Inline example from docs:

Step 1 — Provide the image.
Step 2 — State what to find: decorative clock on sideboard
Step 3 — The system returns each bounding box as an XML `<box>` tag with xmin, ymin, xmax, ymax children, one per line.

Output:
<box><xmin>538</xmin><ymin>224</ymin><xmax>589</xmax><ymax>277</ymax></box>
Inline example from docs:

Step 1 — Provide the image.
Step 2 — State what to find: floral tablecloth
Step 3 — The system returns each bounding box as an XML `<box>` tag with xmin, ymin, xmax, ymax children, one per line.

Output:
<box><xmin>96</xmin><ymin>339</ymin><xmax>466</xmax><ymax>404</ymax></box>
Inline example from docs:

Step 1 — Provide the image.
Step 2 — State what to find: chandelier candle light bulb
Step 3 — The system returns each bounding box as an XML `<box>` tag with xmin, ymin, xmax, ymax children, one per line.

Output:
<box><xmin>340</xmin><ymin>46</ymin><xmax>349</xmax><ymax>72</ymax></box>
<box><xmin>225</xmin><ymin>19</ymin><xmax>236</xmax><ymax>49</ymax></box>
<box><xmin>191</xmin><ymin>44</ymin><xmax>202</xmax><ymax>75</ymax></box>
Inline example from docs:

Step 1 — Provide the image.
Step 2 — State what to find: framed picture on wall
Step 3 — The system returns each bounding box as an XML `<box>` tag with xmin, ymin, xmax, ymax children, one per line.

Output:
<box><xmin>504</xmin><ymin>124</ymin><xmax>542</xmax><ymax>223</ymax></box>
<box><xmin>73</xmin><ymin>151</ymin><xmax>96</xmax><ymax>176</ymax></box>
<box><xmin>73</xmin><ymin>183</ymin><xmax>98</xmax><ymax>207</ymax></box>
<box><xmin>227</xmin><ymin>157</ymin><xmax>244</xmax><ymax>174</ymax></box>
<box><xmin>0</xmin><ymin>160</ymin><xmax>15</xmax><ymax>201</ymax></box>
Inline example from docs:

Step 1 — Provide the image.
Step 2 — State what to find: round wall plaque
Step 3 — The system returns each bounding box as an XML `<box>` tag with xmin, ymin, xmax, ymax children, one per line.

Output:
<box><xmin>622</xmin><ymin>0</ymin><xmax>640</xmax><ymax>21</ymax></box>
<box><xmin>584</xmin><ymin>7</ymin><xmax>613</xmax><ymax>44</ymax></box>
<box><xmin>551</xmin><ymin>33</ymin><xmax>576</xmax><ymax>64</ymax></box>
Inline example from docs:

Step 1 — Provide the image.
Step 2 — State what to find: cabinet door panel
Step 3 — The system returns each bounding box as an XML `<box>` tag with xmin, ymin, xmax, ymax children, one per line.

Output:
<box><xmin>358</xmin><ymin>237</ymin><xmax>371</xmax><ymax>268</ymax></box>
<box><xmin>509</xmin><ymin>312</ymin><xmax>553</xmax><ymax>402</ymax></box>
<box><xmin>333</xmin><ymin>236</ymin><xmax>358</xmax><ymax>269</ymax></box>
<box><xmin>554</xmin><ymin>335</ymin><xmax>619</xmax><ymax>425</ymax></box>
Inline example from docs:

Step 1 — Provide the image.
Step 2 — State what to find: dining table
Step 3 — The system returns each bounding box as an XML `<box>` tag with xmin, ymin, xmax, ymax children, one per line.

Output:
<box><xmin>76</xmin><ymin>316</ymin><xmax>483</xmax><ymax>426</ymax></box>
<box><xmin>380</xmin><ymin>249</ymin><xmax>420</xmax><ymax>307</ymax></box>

============================================================

Please set down the whole listing above without altering a single line.

Inline example from docs:

Step 1 — Provide the image.
Step 2 — State what to find: decorative clock on sideboard
Step 3 — The system returns each bounding box as an XML `<box>` tag with xmin, ymin, xmax, ymax children, one per line.

Output:
<box><xmin>538</xmin><ymin>224</ymin><xmax>589</xmax><ymax>277</ymax></box>
Inline example from docs:

Step 1 — Provide the image.
Step 2 — State what to find: floral tablecloth
Step 3 — The system returns each bounding box as an XML `<box>` tag with xmin, ymin, xmax, ymax children, one per line.

Output:
<box><xmin>96</xmin><ymin>339</ymin><xmax>466</xmax><ymax>404</ymax></box>
Inline example from docs:

Step 1 — Provide the image.
Step 2 — State what to find: chandelier candle light bulb
Step 3 — The system returns each bounding box as an XML `<box>` tag with xmin, ymin, xmax, ymax children, one per line.

Output:
<box><xmin>340</xmin><ymin>46</ymin><xmax>349</xmax><ymax>72</ymax></box>
<box><xmin>225</xmin><ymin>19</ymin><xmax>236</xmax><ymax>49</ymax></box>
<box><xmin>191</xmin><ymin>44</ymin><xmax>202</xmax><ymax>75</ymax></box>
Inline example from docs:

Step 1 — Provide the image.
Step 2 — State what to find: framed picture on wall
Step 3 — The system returns each bounding box as an XML `<box>` tag with xmin, ymin, xmax, ymax children, one per line.

Output:
<box><xmin>504</xmin><ymin>124</ymin><xmax>542</xmax><ymax>223</ymax></box>
<box><xmin>73</xmin><ymin>151</ymin><xmax>96</xmax><ymax>176</ymax></box>
<box><xmin>73</xmin><ymin>183</ymin><xmax>98</xmax><ymax>207</ymax></box>
<box><xmin>227</xmin><ymin>157</ymin><xmax>244</xmax><ymax>174</ymax></box>
<box><xmin>0</xmin><ymin>160</ymin><xmax>15</xmax><ymax>201</ymax></box>
Inline example from docs:

Step 1 — Provide the image.
Step 2 — State what to find: round wall plaque
Step 3 — The system returns each bounding box as an XML `<box>` tag with xmin, ymin, xmax, ymax children, one per line.

Output:
<box><xmin>622</xmin><ymin>0</ymin><xmax>640</xmax><ymax>21</ymax></box>
<box><xmin>584</xmin><ymin>7</ymin><xmax>613</xmax><ymax>44</ymax></box>
<box><xmin>551</xmin><ymin>33</ymin><xmax>576</xmax><ymax>64</ymax></box>
Inline example from docs:

Step 1 — Provide the image.
Step 2 — State what to find: cabinet door panel
Step 3 — The system returns each bounding box as an XML `<box>` tag with xmin, ymin, xmax, ymax children, one per line.

Output:
<box><xmin>358</xmin><ymin>237</ymin><xmax>371</xmax><ymax>268</ymax></box>
<box><xmin>509</xmin><ymin>312</ymin><xmax>553</xmax><ymax>402</ymax></box>
<box><xmin>333</xmin><ymin>236</ymin><xmax>358</xmax><ymax>269</ymax></box>
<box><xmin>554</xmin><ymin>335</ymin><xmax>619</xmax><ymax>425</ymax></box>
Inline example from docs:

Step 1 — Provide the image.
Step 2 — State what to find: dining table
Step 3 — The system returns each bounding box as an XML `<box>` tag with xmin, ymin, xmax, ymax children, one per line.

Output:
<box><xmin>76</xmin><ymin>316</ymin><xmax>483</xmax><ymax>426</ymax></box>
<box><xmin>380</xmin><ymin>249</ymin><xmax>420</xmax><ymax>307</ymax></box>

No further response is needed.